» **Task brief**:
The following entries are to be repeated exactly, and the pictures are to be left behind.

>>

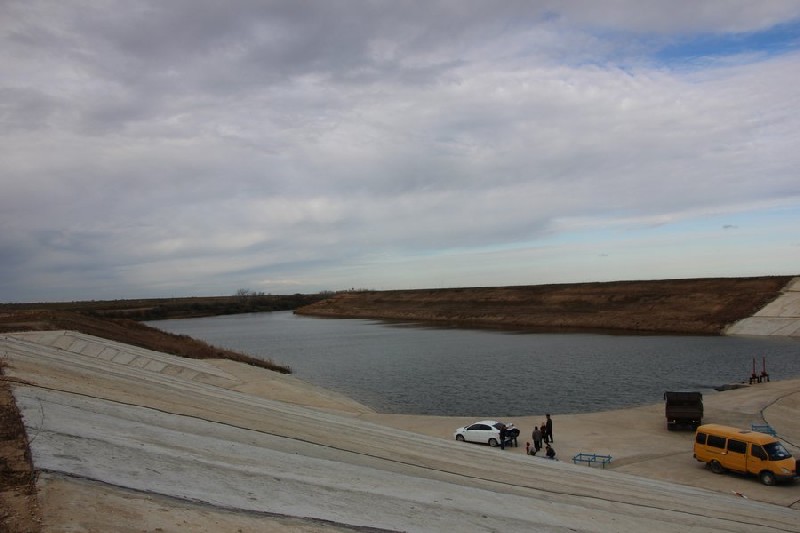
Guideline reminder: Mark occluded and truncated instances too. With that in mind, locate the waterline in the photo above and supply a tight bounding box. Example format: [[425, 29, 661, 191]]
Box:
[[149, 311, 800, 416]]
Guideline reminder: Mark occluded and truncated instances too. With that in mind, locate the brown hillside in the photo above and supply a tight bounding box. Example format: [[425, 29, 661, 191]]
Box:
[[0, 310, 291, 373], [295, 276, 795, 334]]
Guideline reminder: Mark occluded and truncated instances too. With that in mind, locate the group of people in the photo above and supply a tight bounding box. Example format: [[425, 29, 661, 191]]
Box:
[[497, 413, 556, 459], [525, 413, 556, 459]]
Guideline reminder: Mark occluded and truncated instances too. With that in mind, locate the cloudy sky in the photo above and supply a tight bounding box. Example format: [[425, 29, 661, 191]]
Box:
[[2, 1, 800, 302]]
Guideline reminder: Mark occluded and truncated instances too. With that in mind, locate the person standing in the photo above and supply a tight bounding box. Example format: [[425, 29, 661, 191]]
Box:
[[499, 423, 508, 450], [541, 419, 549, 444], [506, 423, 519, 447], [531, 426, 542, 452], [545, 413, 553, 444]]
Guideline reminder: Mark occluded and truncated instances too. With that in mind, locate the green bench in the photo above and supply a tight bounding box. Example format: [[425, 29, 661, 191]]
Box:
[[572, 453, 612, 468]]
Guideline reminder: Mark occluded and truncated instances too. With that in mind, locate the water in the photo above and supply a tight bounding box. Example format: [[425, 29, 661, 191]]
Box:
[[147, 311, 800, 417]]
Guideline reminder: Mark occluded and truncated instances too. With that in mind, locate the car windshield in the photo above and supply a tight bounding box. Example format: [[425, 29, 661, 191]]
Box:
[[764, 441, 792, 461]]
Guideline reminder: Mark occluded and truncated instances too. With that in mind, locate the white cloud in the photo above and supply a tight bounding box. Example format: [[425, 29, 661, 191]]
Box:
[[1, 1, 799, 301]]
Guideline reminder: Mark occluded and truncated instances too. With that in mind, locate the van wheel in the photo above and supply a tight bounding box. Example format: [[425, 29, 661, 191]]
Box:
[[759, 471, 777, 486], [488, 438, 498, 447], [709, 460, 724, 474]]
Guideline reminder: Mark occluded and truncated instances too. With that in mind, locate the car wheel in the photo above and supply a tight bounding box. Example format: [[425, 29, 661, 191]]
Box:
[[759, 470, 777, 486], [709, 460, 724, 474], [488, 438, 498, 447], [456, 434, 465, 442]]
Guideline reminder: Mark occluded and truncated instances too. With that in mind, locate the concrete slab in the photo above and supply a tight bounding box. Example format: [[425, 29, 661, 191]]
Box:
[[3, 331, 800, 532], [726, 277, 800, 336]]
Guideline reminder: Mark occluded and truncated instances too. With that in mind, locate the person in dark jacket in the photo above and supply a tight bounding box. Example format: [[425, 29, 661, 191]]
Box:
[[499, 423, 508, 450], [545, 443, 556, 459], [545, 413, 553, 443], [506, 423, 519, 447]]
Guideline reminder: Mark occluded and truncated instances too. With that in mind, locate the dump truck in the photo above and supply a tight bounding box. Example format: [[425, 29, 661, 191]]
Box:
[[664, 391, 703, 430]]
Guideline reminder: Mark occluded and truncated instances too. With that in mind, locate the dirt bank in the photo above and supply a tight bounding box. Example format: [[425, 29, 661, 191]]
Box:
[[296, 276, 794, 334]]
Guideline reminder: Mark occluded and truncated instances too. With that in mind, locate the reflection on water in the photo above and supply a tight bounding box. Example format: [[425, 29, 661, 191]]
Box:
[[148, 311, 800, 416]]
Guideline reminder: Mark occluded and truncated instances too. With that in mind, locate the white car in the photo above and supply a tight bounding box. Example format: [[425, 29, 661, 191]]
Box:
[[454, 420, 507, 447]]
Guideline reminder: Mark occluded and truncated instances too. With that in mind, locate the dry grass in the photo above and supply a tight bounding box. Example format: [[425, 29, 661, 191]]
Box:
[[0, 357, 41, 532], [296, 276, 795, 334], [0, 310, 291, 374]]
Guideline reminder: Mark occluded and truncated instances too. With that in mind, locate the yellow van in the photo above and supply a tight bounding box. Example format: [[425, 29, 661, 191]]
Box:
[[694, 424, 798, 485]]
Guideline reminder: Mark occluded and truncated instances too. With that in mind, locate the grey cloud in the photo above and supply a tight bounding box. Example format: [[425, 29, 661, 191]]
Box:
[[2, 1, 799, 301], [0, 88, 59, 131]]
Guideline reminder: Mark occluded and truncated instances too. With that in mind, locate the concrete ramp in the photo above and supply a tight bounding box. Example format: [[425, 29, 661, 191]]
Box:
[[726, 277, 800, 336], [5, 331, 800, 532]]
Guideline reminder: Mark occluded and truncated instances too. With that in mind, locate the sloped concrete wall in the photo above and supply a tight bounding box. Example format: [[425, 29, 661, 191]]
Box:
[[725, 277, 800, 336]]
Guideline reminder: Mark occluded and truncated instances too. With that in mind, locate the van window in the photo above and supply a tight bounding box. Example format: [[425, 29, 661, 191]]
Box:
[[727, 439, 746, 454], [752, 445, 768, 460], [695, 432, 707, 445], [707, 434, 726, 449], [764, 442, 792, 461]]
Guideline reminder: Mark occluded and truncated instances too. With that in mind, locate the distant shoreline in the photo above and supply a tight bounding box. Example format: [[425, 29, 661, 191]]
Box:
[[296, 276, 795, 335]]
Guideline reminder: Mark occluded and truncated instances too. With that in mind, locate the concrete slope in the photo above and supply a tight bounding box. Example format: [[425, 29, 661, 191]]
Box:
[[4, 331, 799, 532], [726, 277, 800, 336]]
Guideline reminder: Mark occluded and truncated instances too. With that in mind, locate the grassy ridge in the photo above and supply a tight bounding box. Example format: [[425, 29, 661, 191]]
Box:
[[0, 293, 332, 375], [0, 309, 291, 374], [296, 276, 795, 334], [0, 293, 328, 321]]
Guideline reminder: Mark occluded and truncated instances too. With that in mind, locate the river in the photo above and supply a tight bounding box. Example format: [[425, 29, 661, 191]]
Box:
[[148, 311, 800, 416]]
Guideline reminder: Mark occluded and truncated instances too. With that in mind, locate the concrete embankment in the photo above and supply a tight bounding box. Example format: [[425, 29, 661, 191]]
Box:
[[726, 277, 800, 336], [3, 330, 800, 531]]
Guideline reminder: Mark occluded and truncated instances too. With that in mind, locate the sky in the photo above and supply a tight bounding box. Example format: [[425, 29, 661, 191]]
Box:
[[2, 1, 800, 303]]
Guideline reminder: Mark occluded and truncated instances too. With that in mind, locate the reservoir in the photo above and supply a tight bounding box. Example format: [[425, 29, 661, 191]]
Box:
[[148, 311, 800, 417]]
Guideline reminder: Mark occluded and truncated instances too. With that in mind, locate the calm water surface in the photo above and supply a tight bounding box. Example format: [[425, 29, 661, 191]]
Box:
[[148, 311, 800, 417]]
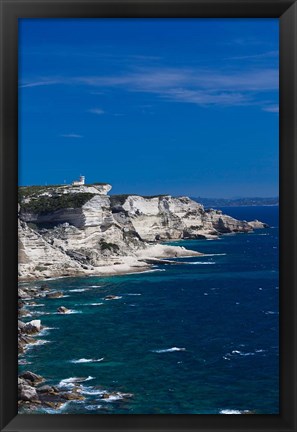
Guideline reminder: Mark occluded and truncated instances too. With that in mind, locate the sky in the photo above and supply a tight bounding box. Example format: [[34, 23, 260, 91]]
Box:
[[18, 18, 279, 198]]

<<

» **Solution for this problem**:
Guideline reminder: Mark occluded and truncated instances too. With that in mind, locate the waterline in the photo above and supply a tight bounding box. Example format: [[425, 29, 661, 191]]
Box:
[[149, 311, 800, 416]]
Guideline reminder: Mark occluded and truncated instances too. With that in mind, locate the brown hillside in the photo above and supply a tight bounding box. Example format: [[425, 29, 661, 191]]
Box:
[[0, 310, 291, 373], [295, 276, 795, 334]]
Guideline reminder: Mark occluded and truncated instances too. With that in mind, locate the group of people in the photo above and supply a tight bounding box. Example format: [[425, 29, 661, 191]]
Box:
[[497, 413, 556, 459], [525, 413, 556, 459]]
Guideline reminder: Mark occluded and truncated instances too. With that in mind, locate the cloudy sky in the photo above and supply a tight bounding box. Example format: [[425, 29, 661, 191]]
Box:
[[2, 1, 800, 302]]
Guideline reminder: Mark occluded and truncated instances too. With that in mind, locate the person standing in the photo above and supply a tight bounding box. Example format: [[425, 29, 661, 191]]
Box:
[[499, 423, 508, 450], [541, 419, 549, 444], [506, 423, 519, 447], [531, 426, 542, 452], [545, 413, 553, 444]]
Guideline reminder: Mark occluded and truncated instances too. With that in mind, locate the green bench in the photo above and supply a tight bounding box. Example format: [[425, 29, 661, 191]]
Box:
[[572, 453, 612, 468]]
Guideline reminder: Mark occluded and truncated instances too. With that in mind, locate the water in the photo above and supply a tight bounding box. Example format: [[425, 29, 661, 191]]
Box:
[[147, 311, 800, 417]]
Guideline reminder: Mark occluded and truncated instances too. With that in mind, locate the car windshield in the photo above and supply a tight bounding box. Example format: [[425, 29, 661, 191]]
Box:
[[764, 441, 792, 461]]
Guideline reminder: Mark occluded and truncated instances too. With that in mind, locate the white cloud in the photo above and supply a tight bounding box. Example format: [[425, 29, 661, 191]]
Box:
[[1, 1, 799, 301]]
Guideline reminder: Mark occluded and truncated instances too. With that in mind, locate the van wheel in the photo above and supply a tight bounding box. Example format: [[425, 29, 661, 191]]
Box:
[[759, 471, 777, 486], [488, 438, 498, 447], [709, 460, 724, 474]]
Guideline reminder: Mark occluded and truncated instances too. With that in mind, locate the car wheel in the photo above and supply a tight bounding box. Example format: [[425, 29, 661, 191]]
Box:
[[759, 470, 777, 486], [709, 460, 724, 474], [488, 438, 498, 447], [456, 434, 465, 442]]
Guideline reminder: Mark occluded and truncated instances too. With that in mind, locate the concrete slab in the photo above and supply a tight bounding box. Example format: [[425, 29, 661, 191]]
Box:
[[3, 331, 800, 532], [726, 277, 800, 336]]
Guideline reminder: Mark occluded and truncated instances too. With that in mind, locate the person in dark jacket in the photo above and supply a tight bounding box. Example format: [[425, 29, 661, 191]]
Box:
[[499, 423, 508, 450], [545, 443, 556, 459], [545, 413, 553, 443], [506, 423, 519, 447]]
Guideline reminder: Mark occluded and truncated instances too. With that in mind, locate the dump truck in the photo above and supply a tight bounding box. Example format: [[425, 29, 661, 191]]
Box:
[[664, 391, 703, 430]]
Guideline reminder: Mark occluded and truncated instances too. With that in mind, locate the dirt bank in the photo above and supply a tight bounding box. Example format: [[425, 29, 661, 191]]
Box:
[[296, 276, 794, 334]]
Guideline reminder: Mark occluded and truncated instances too. With that in mind, locate the reflection on water in the photo above and supply a tight bounding box. Example format: [[425, 29, 661, 191]]
Box:
[[148, 311, 800, 416]]
Guideline reminder: Mark occluded and truncated instances too. With that in mind, locate the white car in the photo above and supply a tight bounding box. Example format: [[425, 29, 661, 191]]
Box:
[[454, 420, 507, 447]]
Guideline reminder: Mark occluded and truncated instances too. With that in mind, locate the dry grass in the photo above and supply a tight bounding box. Example format: [[425, 29, 661, 191]]
Box:
[[0, 357, 41, 532], [296, 276, 795, 334], [0, 310, 291, 374]]
Guideline reminder: Mark occluded and truncated instances too. With that in mind, locate the yellow van in the photo above and supply a tight bounding box. Example format: [[425, 29, 661, 191]]
Box:
[[694, 424, 798, 485]]
Guideline reminder: Mark occluded and truncated instances too. With that in mind, locate the grey cloud in the photo above and supply a tight bounding box. Example format: [[425, 29, 661, 191]]
Box:
[[2, 1, 799, 301], [0, 88, 59, 131]]
Guideline reminder: Mark occluded and truncated instances too. With that in mind, locate the concrete ramp in the photo above and supply a tight bounding box. Example format: [[425, 29, 661, 191]]
Box:
[[726, 277, 800, 336], [5, 331, 800, 532]]
Guideline reminder: Mark occluded and truncated instances too. With that in mind, locate the sloped concrete wall in the photo above and supply a tight bounding box. Example format: [[425, 29, 661, 191]]
Box:
[[725, 277, 800, 336]]
Guideline reminder: Mark occluded and truncated instances too. With that in mind, locate the van window in the photo above and supply a tight bounding box. Example format: [[425, 29, 661, 191]]
Box:
[[727, 439, 746, 454], [752, 445, 768, 460], [695, 432, 707, 445], [707, 434, 726, 449], [764, 442, 792, 461]]
Guideline reminder: Mark occluded and truncated instances too. With that in mind, locate the distant shoreline in the photo above and supply a tight bounding box. Example format: [[425, 29, 661, 191]]
Box:
[[296, 276, 795, 335]]
Guideline reminder: Mark occluded and truncated instances too. With that in mind, locate the concrete slope in the photo above and supply a tight bounding box. Example format: [[425, 29, 661, 191]]
Box:
[[4, 331, 799, 532], [726, 277, 800, 336]]
Guideline reminder: Mark occluded and truncated instances too. With that in mind, locate the grassy ridge in the photo above and supply a tight bounding box. Example format: [[425, 29, 661, 191]]
Box:
[[0, 293, 332, 375], [0, 309, 291, 374], [296, 276, 795, 334], [0, 293, 328, 321]]
Guideline reminder: Mark occluded and truncated instances too. With that in mind, locate the river in the photo above and supply a tight bounding box. Example format: [[425, 29, 661, 191]]
Box:
[[148, 311, 800, 416]]
Guideline reminder: Mark occluded and truncated instances too. With that in mind, locate the concrete embankment in the photo above and supply a tight bounding box. Example format: [[425, 29, 661, 191]]
Box:
[[726, 277, 800, 336], [3, 330, 800, 531]]
Guideline reminder: Mark occluded and truncated instances too. With that in mind, locate the sky in the photo above and supply a tight bounding box. Example format: [[425, 29, 661, 191]]
Box:
[[2, 1, 800, 303]]
Guideline reminder: Mark occluded and truncated instances too. With that in mind, locate the reservoir in the photo above and supply a tight bounding box. Example format: [[425, 29, 661, 191]]
Box:
[[148, 311, 800, 417]]
Guideline reminder: Mark occluded and truncated instances too. With that in mind, locate the calm water surface in the photo above and supply a tight bounding box. Example format: [[425, 29, 661, 191]]
Box:
[[148, 311, 800, 417]]
Guideline reminder: Mark occluded and truncated instances too. With that in mind, locate the sky in the photo above and supply a tight bounding box. Example format: [[34, 23, 260, 91]]
Box:
[[18, 18, 279, 198]]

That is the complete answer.